Collected data
..............................

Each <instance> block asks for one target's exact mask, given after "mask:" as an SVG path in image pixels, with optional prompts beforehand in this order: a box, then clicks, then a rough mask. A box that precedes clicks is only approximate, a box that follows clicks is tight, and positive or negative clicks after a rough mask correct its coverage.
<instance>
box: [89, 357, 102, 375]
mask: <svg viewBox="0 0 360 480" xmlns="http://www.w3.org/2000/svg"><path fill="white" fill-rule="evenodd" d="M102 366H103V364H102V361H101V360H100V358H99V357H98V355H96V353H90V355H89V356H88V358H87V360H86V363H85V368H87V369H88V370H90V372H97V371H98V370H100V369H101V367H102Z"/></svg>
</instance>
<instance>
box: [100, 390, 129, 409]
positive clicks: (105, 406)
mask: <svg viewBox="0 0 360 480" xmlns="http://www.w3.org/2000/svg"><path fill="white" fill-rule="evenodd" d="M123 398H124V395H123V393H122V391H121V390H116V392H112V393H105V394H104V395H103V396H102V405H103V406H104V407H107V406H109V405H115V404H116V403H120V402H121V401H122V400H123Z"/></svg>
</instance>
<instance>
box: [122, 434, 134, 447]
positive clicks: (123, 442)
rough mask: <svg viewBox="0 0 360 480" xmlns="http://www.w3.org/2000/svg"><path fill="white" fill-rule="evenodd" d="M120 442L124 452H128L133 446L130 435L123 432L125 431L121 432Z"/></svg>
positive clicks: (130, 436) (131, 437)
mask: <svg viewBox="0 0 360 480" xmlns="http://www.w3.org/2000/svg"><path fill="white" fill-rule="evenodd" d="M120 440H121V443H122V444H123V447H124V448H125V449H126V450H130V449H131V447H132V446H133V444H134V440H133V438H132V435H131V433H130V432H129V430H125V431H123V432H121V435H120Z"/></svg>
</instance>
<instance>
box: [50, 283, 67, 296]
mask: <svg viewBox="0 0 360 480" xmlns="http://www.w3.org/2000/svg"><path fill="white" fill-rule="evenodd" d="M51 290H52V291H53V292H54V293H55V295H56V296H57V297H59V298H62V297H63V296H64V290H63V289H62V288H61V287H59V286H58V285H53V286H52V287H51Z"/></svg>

..............................

Job item
Pick out every line of the material above that contains the word "clicks" and copy each one in full. Matches must agree in case.

Task solution
Each <instance> block asks for one target's exact mask, given after "mask:" as an SVG path in image pixels, with optional prompts beforehand in this order: a box, then clicks, then a rough mask. A box that precedes clicks is only approximate, a box that follows clicks is tight, and positive or negative clicks after a rough mask correct its coverage.
positive clicks: (105, 406)
positive clicks: (123, 442)
positive clicks: (130, 436) (131, 437)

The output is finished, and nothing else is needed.